- [Given exercise]: Please show each line of the records below that contains the word "bowl". Case counts.

>> begin

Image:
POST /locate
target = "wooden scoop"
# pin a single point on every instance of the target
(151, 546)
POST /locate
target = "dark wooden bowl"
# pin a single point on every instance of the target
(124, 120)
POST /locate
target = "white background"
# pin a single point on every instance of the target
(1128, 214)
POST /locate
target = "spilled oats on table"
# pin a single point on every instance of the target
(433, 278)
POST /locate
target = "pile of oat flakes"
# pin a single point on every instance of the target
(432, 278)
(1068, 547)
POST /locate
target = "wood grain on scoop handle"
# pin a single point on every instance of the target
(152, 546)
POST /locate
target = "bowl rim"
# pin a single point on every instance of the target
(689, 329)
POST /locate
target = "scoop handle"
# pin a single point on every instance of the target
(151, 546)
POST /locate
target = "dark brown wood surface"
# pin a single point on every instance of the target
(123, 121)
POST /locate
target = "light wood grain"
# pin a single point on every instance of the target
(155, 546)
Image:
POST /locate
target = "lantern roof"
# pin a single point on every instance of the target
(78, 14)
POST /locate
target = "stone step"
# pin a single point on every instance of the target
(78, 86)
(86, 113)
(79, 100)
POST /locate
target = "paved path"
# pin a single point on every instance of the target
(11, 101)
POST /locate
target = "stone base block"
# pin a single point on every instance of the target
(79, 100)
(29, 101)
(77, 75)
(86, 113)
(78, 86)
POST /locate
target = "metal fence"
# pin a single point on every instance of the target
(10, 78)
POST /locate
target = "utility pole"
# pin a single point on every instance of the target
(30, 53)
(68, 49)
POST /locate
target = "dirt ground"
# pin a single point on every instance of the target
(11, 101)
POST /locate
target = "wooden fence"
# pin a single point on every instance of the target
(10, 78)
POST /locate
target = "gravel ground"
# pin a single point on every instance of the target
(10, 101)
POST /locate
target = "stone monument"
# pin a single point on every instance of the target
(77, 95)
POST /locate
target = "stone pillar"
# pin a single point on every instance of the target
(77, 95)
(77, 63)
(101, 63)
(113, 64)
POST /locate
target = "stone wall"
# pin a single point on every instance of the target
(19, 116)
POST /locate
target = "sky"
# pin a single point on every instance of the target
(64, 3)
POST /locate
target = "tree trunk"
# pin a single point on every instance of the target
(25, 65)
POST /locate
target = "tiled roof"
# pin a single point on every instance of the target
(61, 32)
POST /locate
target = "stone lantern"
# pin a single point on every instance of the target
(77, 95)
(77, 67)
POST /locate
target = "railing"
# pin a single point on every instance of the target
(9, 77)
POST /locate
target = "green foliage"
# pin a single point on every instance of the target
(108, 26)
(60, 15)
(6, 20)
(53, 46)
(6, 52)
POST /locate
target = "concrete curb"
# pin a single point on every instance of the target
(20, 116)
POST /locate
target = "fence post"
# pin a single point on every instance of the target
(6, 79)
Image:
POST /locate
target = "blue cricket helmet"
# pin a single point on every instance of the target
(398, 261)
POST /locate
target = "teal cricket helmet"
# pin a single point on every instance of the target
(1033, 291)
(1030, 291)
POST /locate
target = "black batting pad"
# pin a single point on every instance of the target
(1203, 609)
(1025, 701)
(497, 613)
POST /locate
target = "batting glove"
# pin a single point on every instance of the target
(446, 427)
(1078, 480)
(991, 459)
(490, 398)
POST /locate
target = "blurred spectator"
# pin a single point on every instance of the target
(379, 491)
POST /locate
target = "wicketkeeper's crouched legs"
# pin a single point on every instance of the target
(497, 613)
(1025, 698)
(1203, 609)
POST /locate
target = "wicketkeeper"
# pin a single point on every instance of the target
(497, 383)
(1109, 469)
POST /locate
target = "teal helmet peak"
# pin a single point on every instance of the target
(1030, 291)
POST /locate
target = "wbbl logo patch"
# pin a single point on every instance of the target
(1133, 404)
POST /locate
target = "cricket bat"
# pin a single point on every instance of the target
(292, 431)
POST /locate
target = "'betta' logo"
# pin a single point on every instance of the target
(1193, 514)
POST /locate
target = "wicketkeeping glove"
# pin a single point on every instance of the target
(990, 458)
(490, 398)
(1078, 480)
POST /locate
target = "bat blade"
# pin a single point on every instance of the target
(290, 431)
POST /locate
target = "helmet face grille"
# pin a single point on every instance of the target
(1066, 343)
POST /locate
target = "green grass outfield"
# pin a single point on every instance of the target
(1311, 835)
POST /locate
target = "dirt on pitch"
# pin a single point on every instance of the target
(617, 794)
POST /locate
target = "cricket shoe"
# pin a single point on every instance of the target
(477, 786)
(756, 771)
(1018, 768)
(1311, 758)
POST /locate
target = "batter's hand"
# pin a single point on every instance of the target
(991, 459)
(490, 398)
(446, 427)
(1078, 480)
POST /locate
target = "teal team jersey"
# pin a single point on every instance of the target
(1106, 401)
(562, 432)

>> end

- [The reply]:
target = "dark wooden bowl"
target = "bowl rim"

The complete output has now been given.